# OBJECTIVE:
Each line from the one that holds "TARGET: man's hand on cart handle" to the end of the records is to be retyped exactly. Pictures are not part of the copy.

────────────────────────────────────────

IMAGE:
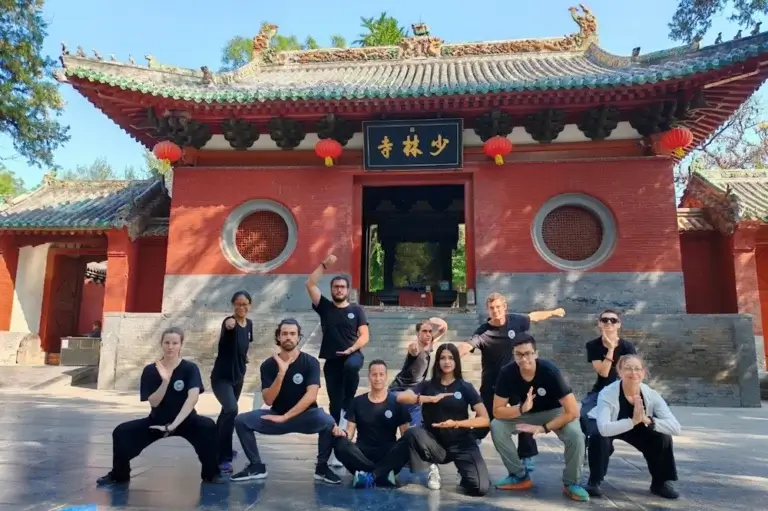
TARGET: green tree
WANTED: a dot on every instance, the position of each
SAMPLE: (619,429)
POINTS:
(11,185)
(382,31)
(29,98)
(693,18)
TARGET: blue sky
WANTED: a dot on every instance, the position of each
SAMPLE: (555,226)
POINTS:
(191,34)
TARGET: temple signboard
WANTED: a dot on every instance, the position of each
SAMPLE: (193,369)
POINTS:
(425,144)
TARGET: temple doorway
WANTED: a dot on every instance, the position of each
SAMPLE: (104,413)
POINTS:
(414,246)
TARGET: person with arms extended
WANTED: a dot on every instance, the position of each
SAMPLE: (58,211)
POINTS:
(446,435)
(631,411)
(376,417)
(229,373)
(290,381)
(533,396)
(494,340)
(172,387)
(345,334)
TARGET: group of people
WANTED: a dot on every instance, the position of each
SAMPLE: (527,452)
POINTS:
(441,418)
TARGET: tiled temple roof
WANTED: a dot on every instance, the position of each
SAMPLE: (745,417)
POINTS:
(420,66)
(84,205)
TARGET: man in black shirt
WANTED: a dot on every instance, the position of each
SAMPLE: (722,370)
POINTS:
(494,340)
(532,396)
(376,417)
(289,384)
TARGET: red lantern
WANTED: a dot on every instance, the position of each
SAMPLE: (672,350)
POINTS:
(676,140)
(497,148)
(328,149)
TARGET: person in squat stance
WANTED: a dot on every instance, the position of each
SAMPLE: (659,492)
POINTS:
(631,411)
(229,373)
(494,340)
(376,417)
(447,432)
(289,384)
(172,386)
(532,396)
(345,334)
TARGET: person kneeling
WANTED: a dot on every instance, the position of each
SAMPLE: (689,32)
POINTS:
(172,386)
(290,381)
(630,410)
(539,401)
(376,417)
(447,434)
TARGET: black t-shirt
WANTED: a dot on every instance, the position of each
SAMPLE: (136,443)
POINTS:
(339,325)
(230,364)
(596,350)
(303,372)
(377,423)
(495,345)
(413,372)
(186,376)
(449,408)
(549,386)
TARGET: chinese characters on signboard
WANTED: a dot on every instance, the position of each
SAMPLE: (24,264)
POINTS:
(427,144)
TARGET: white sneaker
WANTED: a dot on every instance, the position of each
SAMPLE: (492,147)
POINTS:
(433,479)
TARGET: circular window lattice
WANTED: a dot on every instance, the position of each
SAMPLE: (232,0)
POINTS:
(261,237)
(572,233)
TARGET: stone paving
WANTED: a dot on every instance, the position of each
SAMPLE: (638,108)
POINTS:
(55,445)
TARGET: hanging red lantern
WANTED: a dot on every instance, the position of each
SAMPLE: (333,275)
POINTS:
(676,140)
(328,149)
(167,152)
(497,148)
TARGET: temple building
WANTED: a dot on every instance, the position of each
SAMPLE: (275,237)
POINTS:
(543,166)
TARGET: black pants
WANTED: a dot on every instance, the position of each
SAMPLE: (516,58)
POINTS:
(227,394)
(356,459)
(466,457)
(526,444)
(132,437)
(342,376)
(656,449)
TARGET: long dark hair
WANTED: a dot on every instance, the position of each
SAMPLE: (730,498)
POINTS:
(437,373)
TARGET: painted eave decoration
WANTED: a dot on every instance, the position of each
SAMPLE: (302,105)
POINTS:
(420,66)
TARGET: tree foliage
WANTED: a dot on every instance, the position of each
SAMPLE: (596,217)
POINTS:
(693,18)
(29,98)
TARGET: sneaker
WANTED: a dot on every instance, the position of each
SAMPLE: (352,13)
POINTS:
(362,480)
(109,479)
(251,473)
(665,490)
(594,489)
(325,474)
(433,479)
(515,482)
(529,464)
(576,492)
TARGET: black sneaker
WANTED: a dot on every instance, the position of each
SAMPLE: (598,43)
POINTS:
(325,474)
(665,490)
(250,473)
(109,479)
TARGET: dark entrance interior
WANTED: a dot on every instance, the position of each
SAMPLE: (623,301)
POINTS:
(414,252)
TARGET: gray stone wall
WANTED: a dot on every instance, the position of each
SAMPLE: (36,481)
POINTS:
(587,292)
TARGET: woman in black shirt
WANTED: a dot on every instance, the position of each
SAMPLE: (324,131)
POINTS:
(229,373)
(446,435)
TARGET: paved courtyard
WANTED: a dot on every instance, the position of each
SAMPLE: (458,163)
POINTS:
(55,445)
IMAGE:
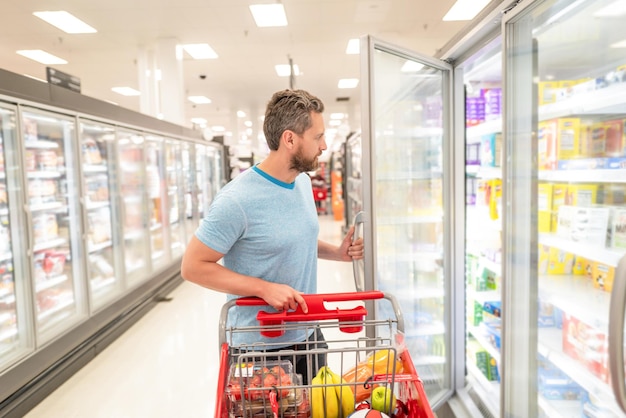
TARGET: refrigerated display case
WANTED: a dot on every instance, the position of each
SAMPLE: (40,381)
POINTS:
(156,188)
(56,256)
(16,336)
(92,227)
(564,125)
(104,272)
(405,112)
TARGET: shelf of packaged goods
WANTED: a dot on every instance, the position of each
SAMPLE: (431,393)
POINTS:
(488,391)
(559,408)
(92,248)
(601,175)
(575,295)
(64,303)
(551,347)
(608,100)
(51,243)
(44,174)
(48,283)
(592,252)
(474,133)
(482,336)
(93,168)
(91,205)
(47,207)
(100,283)
(40,144)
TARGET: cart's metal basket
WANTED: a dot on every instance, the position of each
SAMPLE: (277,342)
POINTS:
(271,380)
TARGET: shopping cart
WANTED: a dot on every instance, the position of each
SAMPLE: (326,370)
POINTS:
(358,349)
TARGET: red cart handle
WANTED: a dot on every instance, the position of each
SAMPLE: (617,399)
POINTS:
(317,311)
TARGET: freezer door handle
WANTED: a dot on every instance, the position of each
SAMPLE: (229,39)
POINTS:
(357,265)
(616,334)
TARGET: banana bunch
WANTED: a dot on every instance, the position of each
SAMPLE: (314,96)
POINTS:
(331,397)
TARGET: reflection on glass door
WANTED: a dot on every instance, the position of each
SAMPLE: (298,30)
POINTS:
(175,196)
(16,334)
(402,151)
(52,204)
(578,112)
(132,186)
(98,159)
(189,187)
(482,78)
(157,215)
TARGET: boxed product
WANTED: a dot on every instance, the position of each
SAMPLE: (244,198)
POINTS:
(588,225)
(618,228)
(547,145)
(544,207)
(615,141)
(581,195)
(559,261)
(586,345)
(603,276)
(491,150)
(569,146)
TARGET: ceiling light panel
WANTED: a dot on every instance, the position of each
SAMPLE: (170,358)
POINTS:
(126,91)
(40,56)
(199,99)
(465,10)
(348,83)
(65,21)
(200,51)
(268,15)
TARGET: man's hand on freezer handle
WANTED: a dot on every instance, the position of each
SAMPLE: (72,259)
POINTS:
(349,250)
(283,297)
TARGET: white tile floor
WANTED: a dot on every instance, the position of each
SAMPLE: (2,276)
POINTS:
(166,365)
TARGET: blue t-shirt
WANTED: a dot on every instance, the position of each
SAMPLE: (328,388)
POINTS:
(268,229)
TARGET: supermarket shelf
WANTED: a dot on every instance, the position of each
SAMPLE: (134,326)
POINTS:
(550,346)
(577,296)
(584,176)
(488,391)
(609,100)
(592,252)
(48,283)
(559,409)
(482,337)
(474,133)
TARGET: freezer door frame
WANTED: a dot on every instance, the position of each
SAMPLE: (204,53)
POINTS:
(369,45)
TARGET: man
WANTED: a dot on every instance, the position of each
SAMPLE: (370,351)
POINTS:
(264,226)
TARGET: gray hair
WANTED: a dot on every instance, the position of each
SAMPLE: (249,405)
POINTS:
(289,110)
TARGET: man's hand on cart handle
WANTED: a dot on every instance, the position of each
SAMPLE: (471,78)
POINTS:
(283,297)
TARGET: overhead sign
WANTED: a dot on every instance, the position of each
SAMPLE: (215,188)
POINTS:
(61,79)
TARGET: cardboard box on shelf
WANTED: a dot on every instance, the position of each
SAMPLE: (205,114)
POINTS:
(568,133)
(603,276)
(615,141)
(560,262)
(547,145)
(584,225)
(582,195)
(544,207)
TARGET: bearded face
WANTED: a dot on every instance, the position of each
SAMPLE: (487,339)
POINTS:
(302,163)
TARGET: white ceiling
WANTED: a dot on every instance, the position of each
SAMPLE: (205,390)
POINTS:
(243,77)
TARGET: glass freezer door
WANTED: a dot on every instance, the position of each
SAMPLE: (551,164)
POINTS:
(50,165)
(98,161)
(406,99)
(16,333)
(566,94)
(132,189)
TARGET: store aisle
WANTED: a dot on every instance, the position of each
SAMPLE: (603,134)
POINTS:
(166,365)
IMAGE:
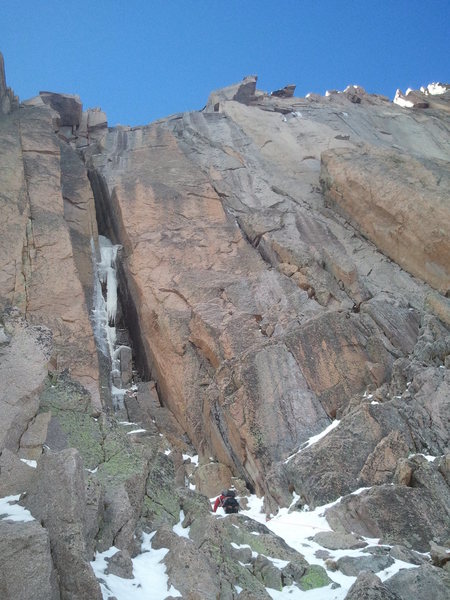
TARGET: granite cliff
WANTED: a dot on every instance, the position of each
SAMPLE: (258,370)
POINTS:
(254,294)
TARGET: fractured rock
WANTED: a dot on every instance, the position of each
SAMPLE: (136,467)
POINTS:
(424,583)
(369,587)
(58,500)
(27,570)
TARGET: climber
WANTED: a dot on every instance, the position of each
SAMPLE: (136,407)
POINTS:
(227,500)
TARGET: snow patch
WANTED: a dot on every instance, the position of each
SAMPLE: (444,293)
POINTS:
(314,439)
(179,529)
(30,463)
(435,89)
(193,459)
(11,511)
(402,101)
(150,581)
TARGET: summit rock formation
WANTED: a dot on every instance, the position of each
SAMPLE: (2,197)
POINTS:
(283,313)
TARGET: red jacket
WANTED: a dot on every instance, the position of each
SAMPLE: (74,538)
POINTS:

────────────────────────────────────────

# CORRECT OUTPUT:
TARGET: man's hand on cart handle
WANTED: a dot on every instance, the position of each
SAMPLE: (471,78)
POINTS:
(283,297)
TARGET: overhead sign
WANTED: a dot on every instance, the position of each
SAMPLE: (215,188)
POINTS:
(61,79)
TARGET: cardboard box on shelf
WANTED: a dot on every instance, the position of each
SAMPLE: (205,114)
POINTS:
(568,133)
(603,276)
(615,141)
(560,262)
(547,145)
(584,225)
(582,195)
(544,207)
TARGET: bearded face
WANTED: a dot on every instance, the position of each
SAMPLE: (487,339)
POINTS:
(302,163)
TARGET: white ceiling
WANTED: a dot on every instance, the position of each
SAMPLE: (205,390)
POINTS:
(243,77)
TARGET: glass freezer door
WANTED: a dot on every instance, the position of each
SAMPLE: (551,164)
POINTS:
(50,165)
(98,161)
(406,99)
(16,333)
(566,94)
(132,189)
TARGET: store aisle
WANTED: a dot on every instance, the position of each
SAMPLE: (603,134)
POINTS:
(166,365)
IMAGE:
TARGET: granite cliff
WANTED: a dot on every instance, the position of each
SAMPLE: (258,370)
POINTS:
(254,294)
TARGET: fractured rock
WANTED: a dot on every instance, the position of each
SAMPLE: (136,467)
POINTS:
(424,583)
(369,587)
(58,500)
(27,570)
TARGET: climber
WANTED: a dot on every instance, the position of each
SAMPLE: (136,407)
POINTS:
(227,500)
TARGET: snow patch
WANTED: a dot on every instance, the position of each
SAMPLE: (444,293)
POINTS:
(314,439)
(179,529)
(30,463)
(435,89)
(193,459)
(11,511)
(402,101)
(150,581)
TARGET: summit rock formation
WANTED: a dot on every instance, the position of each
SAMPLE: (2,197)
POINTS:
(283,313)
TARGET: red jacket
WANTED: a dot on every instance, the position of each
SAMPLE: (74,538)
POINTS:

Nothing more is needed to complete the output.